» **Aim**:
Write out again only the lines running from the one that contains "Pin the white and" to the end of the records below, including both the first and the last.
##########
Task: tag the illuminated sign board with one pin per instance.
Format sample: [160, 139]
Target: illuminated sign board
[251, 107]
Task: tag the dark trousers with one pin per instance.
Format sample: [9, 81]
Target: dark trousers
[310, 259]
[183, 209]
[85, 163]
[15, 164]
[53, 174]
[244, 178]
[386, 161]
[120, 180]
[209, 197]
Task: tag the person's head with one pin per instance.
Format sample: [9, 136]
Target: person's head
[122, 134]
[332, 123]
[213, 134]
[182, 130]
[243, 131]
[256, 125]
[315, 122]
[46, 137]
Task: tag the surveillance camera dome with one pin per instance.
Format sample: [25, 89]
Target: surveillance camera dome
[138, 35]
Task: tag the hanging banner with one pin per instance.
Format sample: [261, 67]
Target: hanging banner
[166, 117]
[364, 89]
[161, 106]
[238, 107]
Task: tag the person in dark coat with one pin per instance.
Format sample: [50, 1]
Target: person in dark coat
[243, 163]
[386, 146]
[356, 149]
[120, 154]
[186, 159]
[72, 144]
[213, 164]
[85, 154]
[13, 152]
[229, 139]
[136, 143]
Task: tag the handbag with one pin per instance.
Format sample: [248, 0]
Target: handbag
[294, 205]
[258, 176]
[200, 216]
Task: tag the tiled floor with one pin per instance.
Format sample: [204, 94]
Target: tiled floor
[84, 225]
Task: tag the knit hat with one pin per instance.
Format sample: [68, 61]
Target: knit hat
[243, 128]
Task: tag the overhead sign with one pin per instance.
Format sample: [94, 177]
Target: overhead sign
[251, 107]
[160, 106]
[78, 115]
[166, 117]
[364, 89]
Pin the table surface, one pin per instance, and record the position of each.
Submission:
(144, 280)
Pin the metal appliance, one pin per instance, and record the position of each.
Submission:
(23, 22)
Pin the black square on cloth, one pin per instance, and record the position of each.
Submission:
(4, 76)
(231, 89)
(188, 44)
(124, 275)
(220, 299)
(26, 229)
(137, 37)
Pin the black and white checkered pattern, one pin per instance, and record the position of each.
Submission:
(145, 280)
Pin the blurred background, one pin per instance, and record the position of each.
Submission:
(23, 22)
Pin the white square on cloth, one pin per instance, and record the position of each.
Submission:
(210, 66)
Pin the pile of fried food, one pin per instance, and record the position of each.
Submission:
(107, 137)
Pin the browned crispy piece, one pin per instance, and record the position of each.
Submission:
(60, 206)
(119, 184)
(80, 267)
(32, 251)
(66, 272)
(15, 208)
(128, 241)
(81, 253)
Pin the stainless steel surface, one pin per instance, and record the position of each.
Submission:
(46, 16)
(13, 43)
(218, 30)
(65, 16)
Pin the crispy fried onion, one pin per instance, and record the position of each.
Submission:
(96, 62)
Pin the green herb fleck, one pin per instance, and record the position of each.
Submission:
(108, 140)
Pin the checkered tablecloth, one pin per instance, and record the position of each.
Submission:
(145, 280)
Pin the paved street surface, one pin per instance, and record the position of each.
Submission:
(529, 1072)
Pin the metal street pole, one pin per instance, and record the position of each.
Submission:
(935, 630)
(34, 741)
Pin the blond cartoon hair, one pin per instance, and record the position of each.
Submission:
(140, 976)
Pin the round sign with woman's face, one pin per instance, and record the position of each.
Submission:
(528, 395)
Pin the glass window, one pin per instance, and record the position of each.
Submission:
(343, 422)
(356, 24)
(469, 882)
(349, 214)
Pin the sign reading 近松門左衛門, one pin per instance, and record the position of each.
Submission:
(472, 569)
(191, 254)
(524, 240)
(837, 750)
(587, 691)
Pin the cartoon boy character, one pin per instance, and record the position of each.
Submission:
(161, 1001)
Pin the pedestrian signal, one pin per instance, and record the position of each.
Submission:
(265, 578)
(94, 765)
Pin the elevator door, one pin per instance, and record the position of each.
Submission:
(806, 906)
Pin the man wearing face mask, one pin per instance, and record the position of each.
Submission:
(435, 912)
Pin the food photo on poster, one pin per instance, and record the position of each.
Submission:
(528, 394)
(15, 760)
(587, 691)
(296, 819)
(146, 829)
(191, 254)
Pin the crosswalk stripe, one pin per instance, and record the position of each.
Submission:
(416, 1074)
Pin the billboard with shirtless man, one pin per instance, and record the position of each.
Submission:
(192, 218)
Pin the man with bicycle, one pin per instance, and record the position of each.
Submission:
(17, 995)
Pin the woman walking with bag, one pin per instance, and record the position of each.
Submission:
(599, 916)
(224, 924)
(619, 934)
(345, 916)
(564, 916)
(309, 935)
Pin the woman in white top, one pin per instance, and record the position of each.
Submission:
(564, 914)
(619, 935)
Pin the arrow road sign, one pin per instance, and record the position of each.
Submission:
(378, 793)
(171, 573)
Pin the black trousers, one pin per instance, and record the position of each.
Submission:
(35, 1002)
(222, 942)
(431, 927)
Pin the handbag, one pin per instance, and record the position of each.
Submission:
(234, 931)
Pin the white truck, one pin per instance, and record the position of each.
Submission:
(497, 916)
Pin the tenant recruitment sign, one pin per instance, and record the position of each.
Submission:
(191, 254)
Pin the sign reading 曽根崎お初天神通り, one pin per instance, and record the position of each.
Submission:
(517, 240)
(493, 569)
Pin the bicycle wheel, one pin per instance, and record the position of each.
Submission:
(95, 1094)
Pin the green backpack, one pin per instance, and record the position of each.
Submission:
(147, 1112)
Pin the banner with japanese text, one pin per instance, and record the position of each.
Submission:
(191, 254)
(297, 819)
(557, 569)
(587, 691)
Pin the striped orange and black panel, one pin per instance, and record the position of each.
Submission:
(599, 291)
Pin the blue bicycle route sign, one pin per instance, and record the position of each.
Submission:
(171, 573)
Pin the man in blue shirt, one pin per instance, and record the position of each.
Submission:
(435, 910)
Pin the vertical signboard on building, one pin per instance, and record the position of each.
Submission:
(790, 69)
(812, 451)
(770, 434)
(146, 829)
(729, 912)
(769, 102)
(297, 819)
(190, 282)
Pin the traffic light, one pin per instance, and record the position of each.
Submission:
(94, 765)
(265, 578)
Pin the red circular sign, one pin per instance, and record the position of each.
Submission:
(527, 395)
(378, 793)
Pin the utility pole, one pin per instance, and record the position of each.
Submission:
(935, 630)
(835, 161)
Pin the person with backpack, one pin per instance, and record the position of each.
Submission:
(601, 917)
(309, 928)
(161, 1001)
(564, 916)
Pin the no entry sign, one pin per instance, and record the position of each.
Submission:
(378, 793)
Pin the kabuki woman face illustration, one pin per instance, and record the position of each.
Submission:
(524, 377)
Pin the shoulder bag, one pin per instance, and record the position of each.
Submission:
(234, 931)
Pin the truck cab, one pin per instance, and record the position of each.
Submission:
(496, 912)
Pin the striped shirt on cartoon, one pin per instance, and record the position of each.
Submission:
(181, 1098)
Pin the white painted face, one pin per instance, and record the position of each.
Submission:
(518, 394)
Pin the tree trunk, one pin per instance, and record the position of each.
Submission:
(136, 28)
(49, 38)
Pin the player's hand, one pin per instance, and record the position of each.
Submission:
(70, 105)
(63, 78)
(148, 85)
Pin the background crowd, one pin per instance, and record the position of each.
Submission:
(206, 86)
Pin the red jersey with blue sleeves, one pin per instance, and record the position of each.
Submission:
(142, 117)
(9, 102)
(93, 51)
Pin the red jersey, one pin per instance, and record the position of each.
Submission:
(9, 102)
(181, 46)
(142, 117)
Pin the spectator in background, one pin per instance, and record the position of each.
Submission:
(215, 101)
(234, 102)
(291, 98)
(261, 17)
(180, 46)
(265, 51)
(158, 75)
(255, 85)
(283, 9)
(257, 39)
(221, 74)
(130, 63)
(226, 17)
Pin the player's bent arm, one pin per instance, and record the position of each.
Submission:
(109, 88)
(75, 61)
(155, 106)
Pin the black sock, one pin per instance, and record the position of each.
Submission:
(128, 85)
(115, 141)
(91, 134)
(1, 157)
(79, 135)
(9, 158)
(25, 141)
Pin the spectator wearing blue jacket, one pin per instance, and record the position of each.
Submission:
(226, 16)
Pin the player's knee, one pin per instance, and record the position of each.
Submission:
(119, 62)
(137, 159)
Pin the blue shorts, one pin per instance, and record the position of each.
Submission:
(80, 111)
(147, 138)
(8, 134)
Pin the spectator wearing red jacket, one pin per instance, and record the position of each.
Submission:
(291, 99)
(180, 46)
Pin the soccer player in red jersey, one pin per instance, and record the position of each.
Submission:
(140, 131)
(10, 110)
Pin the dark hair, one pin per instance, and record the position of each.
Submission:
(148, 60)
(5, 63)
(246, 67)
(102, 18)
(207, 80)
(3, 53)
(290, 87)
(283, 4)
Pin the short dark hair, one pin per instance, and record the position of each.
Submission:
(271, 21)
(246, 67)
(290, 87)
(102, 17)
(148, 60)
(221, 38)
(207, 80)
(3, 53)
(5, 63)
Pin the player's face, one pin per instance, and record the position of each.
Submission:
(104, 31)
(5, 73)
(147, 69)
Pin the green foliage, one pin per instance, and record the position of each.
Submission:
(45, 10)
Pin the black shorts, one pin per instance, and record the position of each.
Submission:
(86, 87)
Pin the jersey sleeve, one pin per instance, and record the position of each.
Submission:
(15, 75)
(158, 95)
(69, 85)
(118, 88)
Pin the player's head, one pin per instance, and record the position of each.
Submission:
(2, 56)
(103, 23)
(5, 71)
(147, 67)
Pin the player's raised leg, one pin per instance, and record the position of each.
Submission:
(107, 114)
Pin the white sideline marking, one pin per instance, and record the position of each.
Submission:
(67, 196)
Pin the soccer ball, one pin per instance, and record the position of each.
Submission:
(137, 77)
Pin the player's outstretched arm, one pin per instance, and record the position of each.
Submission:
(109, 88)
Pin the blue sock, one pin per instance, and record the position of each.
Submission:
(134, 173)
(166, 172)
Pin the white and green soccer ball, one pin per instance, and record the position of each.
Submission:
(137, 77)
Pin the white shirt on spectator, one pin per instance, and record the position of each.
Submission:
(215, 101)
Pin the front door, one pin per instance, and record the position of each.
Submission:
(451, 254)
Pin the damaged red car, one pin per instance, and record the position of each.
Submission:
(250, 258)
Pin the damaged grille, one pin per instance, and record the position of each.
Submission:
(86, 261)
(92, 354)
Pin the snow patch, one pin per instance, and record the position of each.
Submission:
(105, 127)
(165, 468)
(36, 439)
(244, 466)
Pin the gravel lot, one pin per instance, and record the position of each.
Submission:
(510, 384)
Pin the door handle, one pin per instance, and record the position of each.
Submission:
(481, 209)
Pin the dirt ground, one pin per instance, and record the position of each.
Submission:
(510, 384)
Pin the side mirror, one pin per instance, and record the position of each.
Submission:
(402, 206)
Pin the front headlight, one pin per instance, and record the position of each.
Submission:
##########
» **Completed exercise**:
Pin the white and green soccer ball, one pin per instance, and record the position of each.
Submission:
(137, 77)
Pin the white shirt on spectator, one pin per instance, and record the position of each.
Submission:
(215, 101)
Pin the front door, one pin per instance, and record the position of each.
Submission:
(451, 254)
Pin the damaged red car, one pin per instance, and record the position of each.
Submission:
(250, 258)
Pin the damaged grille, one pin per instance, and record the position of each.
Submission:
(86, 261)
(92, 354)
Pin the snow patch, one pin per instance, and record the position of each.
Submission:
(105, 127)
(165, 468)
(36, 439)
(244, 466)
Pin the gravel lot, one pin per instance, and record the position of each.
Submission:
(510, 384)
Pin the door handle, one pin per instance, and record the position of each.
Submission:
(481, 209)
Pin the dirt ground, one pin per instance, and record the position of each.
Submission:
(510, 384)
Pin the side mirror, one pin per instance, and record the position of each.
Submission:
(402, 206)
Pin the front headlight, one pin per instance, and record the position of each.
Submission:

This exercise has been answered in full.